## Work to be completed
Put every line of the rows below into a Markdown table with two columns, No and Line, giving each line its number and leaving out blank lines.
----------
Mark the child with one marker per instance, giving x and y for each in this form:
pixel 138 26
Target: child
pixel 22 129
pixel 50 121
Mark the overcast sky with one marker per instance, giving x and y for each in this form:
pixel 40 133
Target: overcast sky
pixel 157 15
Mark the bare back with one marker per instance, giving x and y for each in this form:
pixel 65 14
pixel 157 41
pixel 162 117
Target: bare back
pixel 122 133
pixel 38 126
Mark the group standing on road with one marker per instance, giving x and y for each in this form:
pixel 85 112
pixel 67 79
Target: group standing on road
----------
## Solution for this task
| No | Line |
|---|---|
| 1 | Mark the child with one marker per instance, giving x and y for each in this form: |
| 2 | pixel 138 26 |
| 3 | Target: child |
| 4 | pixel 22 129 |
| 5 | pixel 50 121 |
| 6 | Mark the overcast sky with one marker per instance, giving x and y for each in this form: |
| 7 | pixel 40 133 |
| 8 | Target: overcast sky |
| 9 | pixel 157 15 |
| 10 | Mark the bare back with one marker per instance, giving x and y for each in this form: |
| 11 | pixel 65 14 |
| 12 | pixel 157 41 |
| 13 | pixel 162 117 |
| 14 | Target: bare back |
| 15 | pixel 122 133 |
| 16 | pixel 38 126 |
| 17 | Mark the group standing on road with one marker per instance, giving x and y for each in this form: |
| 18 | pixel 85 112 |
| 19 | pixel 67 79 |
| 20 | Target: group standing on road |